Output every line of the rows below as a Markdown table with two columns, Number and Line. Leave out blank lines.
--- start AVAILABLE DATA ---
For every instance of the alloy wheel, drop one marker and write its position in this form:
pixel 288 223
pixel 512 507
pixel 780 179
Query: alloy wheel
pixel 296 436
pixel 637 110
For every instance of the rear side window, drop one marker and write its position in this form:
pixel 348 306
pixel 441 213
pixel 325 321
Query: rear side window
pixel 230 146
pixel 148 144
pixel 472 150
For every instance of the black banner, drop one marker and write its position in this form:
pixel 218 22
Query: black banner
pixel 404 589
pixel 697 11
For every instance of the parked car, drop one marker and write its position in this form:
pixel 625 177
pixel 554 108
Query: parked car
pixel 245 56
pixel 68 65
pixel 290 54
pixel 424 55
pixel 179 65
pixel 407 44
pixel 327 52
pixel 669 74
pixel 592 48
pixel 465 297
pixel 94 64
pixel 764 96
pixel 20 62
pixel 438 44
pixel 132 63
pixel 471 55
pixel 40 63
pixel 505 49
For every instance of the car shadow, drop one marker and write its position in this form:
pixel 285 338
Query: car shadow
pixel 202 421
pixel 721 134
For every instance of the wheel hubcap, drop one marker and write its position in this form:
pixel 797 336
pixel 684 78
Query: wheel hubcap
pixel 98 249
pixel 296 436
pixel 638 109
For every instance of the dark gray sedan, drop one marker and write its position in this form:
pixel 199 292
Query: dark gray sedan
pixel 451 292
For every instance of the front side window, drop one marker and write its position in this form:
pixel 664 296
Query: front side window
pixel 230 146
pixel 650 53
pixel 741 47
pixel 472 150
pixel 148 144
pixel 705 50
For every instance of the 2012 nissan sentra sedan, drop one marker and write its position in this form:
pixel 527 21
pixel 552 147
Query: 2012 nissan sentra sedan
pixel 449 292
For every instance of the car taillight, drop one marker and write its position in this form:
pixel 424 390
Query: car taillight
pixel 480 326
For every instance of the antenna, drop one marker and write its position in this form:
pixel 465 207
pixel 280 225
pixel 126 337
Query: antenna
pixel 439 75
--- end AVAILABLE DATA ---
▸ TASK RESPONSE:
| Number | Line |
|---|---|
| 1 | For every instance of the alloy wheel, drop one marker and write its position in this form: |
| 2 | pixel 288 223 |
| 3 | pixel 512 507 |
| 4 | pixel 780 179 |
| 5 | Query: alloy wheel |
| 6 | pixel 296 436 |
| 7 | pixel 637 110 |
| 8 | For every instance of the rear side window, drop one marker and write its position in this form: |
| 9 | pixel 348 306 |
| 10 | pixel 441 213 |
| 11 | pixel 325 321 |
| 12 | Query: rear side window |
| 13 | pixel 230 146 |
| 14 | pixel 148 144 |
| 15 | pixel 472 150 |
| 16 | For every instance of the black banner, drop one marker and write its position in this form: |
| 17 | pixel 218 22 |
| 18 | Query: black banner |
| 19 | pixel 404 589 |
| 20 | pixel 697 11 |
| 21 | For every instance of the parked car, drop one marker and write its position in this form: |
| 22 | pixel 625 177 |
| 23 | pixel 554 108 |
| 24 | Query: parked car |
| 25 | pixel 245 56 |
| 26 | pixel 68 65 |
| 27 | pixel 290 54 |
| 28 | pixel 424 55 |
| 29 | pixel 179 65 |
| 30 | pixel 407 44 |
| 31 | pixel 327 52 |
| 32 | pixel 669 74 |
| 33 | pixel 592 48 |
| 34 | pixel 465 297 |
| 35 | pixel 94 64 |
| 36 | pixel 764 96 |
| 37 | pixel 20 62 |
| 38 | pixel 438 44 |
| 39 | pixel 132 63 |
| 40 | pixel 471 55 |
| 41 | pixel 40 63 |
| 42 | pixel 505 49 |
| 43 | For every instance of the car shadow, drop one marker and write its position in this form: |
| 44 | pixel 285 338 |
| 45 | Query: car shadow |
| 46 | pixel 202 421 |
| 47 | pixel 721 134 |
| 48 | For every instance of the wheel hubcap, drop one marker and write its position in this form: |
| 49 | pixel 797 336 |
| 50 | pixel 684 78 |
| 51 | Query: wheel hubcap |
| 52 | pixel 98 249 |
| 53 | pixel 296 436 |
| 54 | pixel 638 109 |
| 55 | For every instance of the dark gray sedan, drop one marker and write its position in this form: |
| 56 | pixel 199 292 |
| 57 | Query: dark gray sedan |
| 58 | pixel 451 292 |
| 59 | For every instance of the front side window, drop one marker and write its position in this form: |
| 60 | pixel 664 296 |
| 61 | Query: front side window |
| 62 | pixel 230 146 |
| 63 | pixel 650 53 |
| 64 | pixel 741 47 |
| 65 | pixel 472 150 |
| 66 | pixel 148 144 |
| 67 | pixel 705 50 |
| 68 | For every instance of the 2012 nissan sentra sedan, drop one marker and write its position in this form: |
| 69 | pixel 527 21 |
| 70 | pixel 552 147 |
| 71 | Query: 2012 nissan sentra sedan |
| 72 | pixel 449 292 |
| 73 | For every instance of the car taillight, drop one marker and write its position in this form: |
| 74 | pixel 424 390 |
| 75 | Query: car taillight |
| 76 | pixel 480 326 |
| 77 | For every instance of the antenna, drop one marker and write its position in this form: |
| 78 | pixel 465 207 |
| 79 | pixel 280 225 |
| 80 | pixel 126 337 |
| 81 | Query: antenna |
| 82 | pixel 439 75 |